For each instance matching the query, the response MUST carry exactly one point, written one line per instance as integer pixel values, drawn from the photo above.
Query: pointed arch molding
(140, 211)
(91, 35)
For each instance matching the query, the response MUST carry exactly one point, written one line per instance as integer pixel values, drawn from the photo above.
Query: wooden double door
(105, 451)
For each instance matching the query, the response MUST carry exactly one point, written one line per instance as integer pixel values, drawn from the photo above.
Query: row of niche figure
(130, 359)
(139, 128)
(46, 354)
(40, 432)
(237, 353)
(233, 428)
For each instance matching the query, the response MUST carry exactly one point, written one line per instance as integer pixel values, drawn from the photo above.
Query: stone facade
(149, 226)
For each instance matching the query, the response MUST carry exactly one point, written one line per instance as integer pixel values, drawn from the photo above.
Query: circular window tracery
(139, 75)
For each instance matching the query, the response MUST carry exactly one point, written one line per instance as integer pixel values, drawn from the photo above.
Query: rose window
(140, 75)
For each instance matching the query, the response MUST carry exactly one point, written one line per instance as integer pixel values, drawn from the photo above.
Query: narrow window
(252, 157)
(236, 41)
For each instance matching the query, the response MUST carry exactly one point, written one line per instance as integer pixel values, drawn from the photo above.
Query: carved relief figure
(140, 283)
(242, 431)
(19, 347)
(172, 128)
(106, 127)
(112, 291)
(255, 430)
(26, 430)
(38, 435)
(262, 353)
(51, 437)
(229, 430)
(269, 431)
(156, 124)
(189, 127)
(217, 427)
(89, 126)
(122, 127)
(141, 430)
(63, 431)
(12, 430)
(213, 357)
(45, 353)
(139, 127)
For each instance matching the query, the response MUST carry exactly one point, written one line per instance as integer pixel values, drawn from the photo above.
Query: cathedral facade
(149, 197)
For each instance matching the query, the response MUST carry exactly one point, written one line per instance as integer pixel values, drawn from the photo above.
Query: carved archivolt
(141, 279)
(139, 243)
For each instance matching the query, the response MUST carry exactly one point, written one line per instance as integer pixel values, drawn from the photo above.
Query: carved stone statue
•••
Without leaving out a single line, retype the material above exactly.

For each instance matching the query, the response MUST carry exactly one point, written one line per instance as integer pixel values, drawn from the photo above.
Query: pointed arch molding
(140, 211)
(91, 35)
For each instance matching the query, the response MUST carry exactly one point, written one line per instance as integer pixel values, drawn from the photo above.
Query: wooden double door
(105, 451)
For each instance matching the query, the response MUST carry exactly one point, written one line per instance as integer pixel values, drawn from the photo above.
Query: row of niche figure
(130, 359)
(139, 128)
(46, 354)
(40, 432)
(237, 353)
(233, 428)
For each instance matching the query, the response MUST carry exactly one point, written one line per instance as integer pixel values, drawn from the photo above.
Query: stone facade
(149, 226)
For each instance matching the query, the response MUST carry exactly one point, written one line per instance as integer pixel values, drawn from the photo above.
Query: circular window tracery
(139, 75)
For each instance matching the query, the response MUST carry exactly one point, written one line per instance as integer pixel values, drawn from the photo above.
Query: rose window
(140, 75)
For each instance matching the query, the response MUST carry exactly one point, written one line per instance as integer pixel values, drawn from the photo above.
Query: narrow window
(252, 157)
(236, 41)
For each instance matching the query, the response MUST carry exactly one point, written one line per instance as integer pixel values, drawn from the photo above.
Query: carved relief figure
(140, 283)
(242, 431)
(19, 347)
(172, 128)
(106, 127)
(112, 291)
(255, 430)
(26, 430)
(38, 435)
(262, 353)
(51, 437)
(229, 430)
(269, 431)
(156, 124)
(189, 127)
(217, 427)
(89, 126)
(122, 127)
(141, 430)
(63, 431)
(12, 430)
(213, 357)
(45, 353)
(139, 127)
For each instance matching the query, the response MUST carry exactly one point, written one line per instance as integer pixel values, drawn from the photo above.
Query: cathedral facade
(149, 197)
For each instance matching the query, the response MUST carry exactly one point, written one line per instance as integer pixel values, drawn from the photo above.
Query: carved archivolt
(141, 279)
(139, 243)
For each instance matching the query, the response MUST carry exactly one point, written one line per instance as integer pixel values, drawn from the photo above.
Query: carved stone statue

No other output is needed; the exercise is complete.